(Source data):
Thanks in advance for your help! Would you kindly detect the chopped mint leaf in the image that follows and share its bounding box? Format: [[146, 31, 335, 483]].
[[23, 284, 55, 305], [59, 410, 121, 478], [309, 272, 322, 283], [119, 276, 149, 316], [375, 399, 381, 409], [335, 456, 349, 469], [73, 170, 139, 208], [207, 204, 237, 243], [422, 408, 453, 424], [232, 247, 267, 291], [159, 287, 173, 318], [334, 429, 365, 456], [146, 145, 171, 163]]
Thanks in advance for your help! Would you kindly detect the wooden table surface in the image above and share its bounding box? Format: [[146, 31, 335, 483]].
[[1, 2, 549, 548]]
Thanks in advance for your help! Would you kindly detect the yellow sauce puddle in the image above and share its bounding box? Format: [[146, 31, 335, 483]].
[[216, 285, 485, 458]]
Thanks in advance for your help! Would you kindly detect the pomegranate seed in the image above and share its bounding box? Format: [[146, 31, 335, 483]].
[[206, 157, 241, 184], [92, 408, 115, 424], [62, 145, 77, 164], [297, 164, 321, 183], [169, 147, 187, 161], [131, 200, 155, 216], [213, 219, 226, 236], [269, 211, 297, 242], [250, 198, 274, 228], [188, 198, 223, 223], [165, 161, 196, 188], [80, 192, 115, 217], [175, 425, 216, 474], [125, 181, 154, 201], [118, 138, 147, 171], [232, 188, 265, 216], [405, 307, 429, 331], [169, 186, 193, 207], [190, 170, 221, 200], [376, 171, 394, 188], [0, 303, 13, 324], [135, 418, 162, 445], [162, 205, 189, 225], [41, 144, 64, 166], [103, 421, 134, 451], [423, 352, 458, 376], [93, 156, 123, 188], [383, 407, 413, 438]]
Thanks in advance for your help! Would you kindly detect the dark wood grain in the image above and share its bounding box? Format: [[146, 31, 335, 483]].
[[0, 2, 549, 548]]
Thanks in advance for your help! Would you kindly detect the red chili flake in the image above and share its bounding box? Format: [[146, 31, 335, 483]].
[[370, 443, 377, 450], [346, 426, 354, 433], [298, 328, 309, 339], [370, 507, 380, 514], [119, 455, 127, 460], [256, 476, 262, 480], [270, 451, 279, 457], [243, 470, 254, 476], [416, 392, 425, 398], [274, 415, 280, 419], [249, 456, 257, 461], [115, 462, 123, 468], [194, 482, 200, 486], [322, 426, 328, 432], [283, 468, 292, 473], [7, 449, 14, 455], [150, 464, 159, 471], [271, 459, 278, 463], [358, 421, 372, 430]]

(WHAT YOU NEED TO DO): Retype all of the data exactly. Leave nothing out.

(TASK RESULT):
Thanks in advance for your help! Would you kindly detect the chopped mint leaf in the image that follows and share its bounding box? Format: [[146, 31, 335, 483]].
[[23, 284, 55, 305], [59, 410, 121, 478], [309, 272, 322, 283], [119, 276, 149, 316], [375, 399, 381, 409], [335, 456, 349, 469], [73, 170, 139, 208], [207, 204, 237, 243], [422, 408, 453, 424], [232, 247, 267, 291], [159, 287, 173, 318], [334, 429, 365, 456], [146, 145, 171, 163]]
Thanks in advance for your help! Would you kindly detect the wooden table surface in the image above and share its bounding box? Format: [[146, 31, 335, 483]].
[[1, 2, 549, 548]]
Thanks in advance for your help! Would you kindly detect the yellow sauce puddle in the image above and share its bounding box? Format: [[146, 31, 335, 483]].
[[216, 285, 485, 458]]
Thanks in advance for your help! Would you kindly detect the pomegranate seed in the image above and share its bounding box? Format: [[146, 31, 335, 483]].
[[206, 157, 241, 184], [92, 408, 115, 424], [62, 145, 77, 164], [297, 164, 321, 183], [169, 147, 187, 161], [131, 200, 155, 216], [213, 219, 226, 236], [269, 211, 297, 242], [250, 198, 274, 228], [188, 198, 223, 223], [165, 161, 196, 188], [80, 192, 115, 217], [175, 425, 216, 474], [125, 181, 154, 201], [118, 138, 147, 171], [232, 188, 265, 216], [405, 307, 429, 331], [169, 186, 193, 207], [190, 170, 221, 200], [376, 171, 394, 188], [0, 303, 13, 324], [135, 418, 162, 445], [162, 205, 189, 225], [41, 144, 64, 166], [103, 421, 134, 451], [423, 352, 458, 376], [93, 156, 123, 188], [383, 407, 413, 438]]
Thanks in advance for your help! Would you kindly detect the dark wood grain in the image above and share its bounding box? Format: [[146, 31, 335, 483]].
[[0, 2, 549, 548]]
Thanks in advance for your help! Would you kindly detect the red chili flake in the image above and share its bounding box? Format: [[146, 31, 335, 483]].
[[370, 443, 377, 450], [346, 426, 354, 433], [298, 328, 309, 339], [370, 507, 380, 514], [119, 455, 127, 460], [256, 476, 262, 480], [270, 451, 279, 457], [243, 470, 254, 476], [416, 392, 425, 398], [274, 415, 280, 419], [249, 456, 257, 461], [115, 462, 123, 468], [194, 482, 200, 486], [322, 426, 328, 432], [283, 468, 292, 473], [7, 449, 14, 455], [150, 464, 159, 471], [271, 459, 278, 463], [358, 421, 372, 430]]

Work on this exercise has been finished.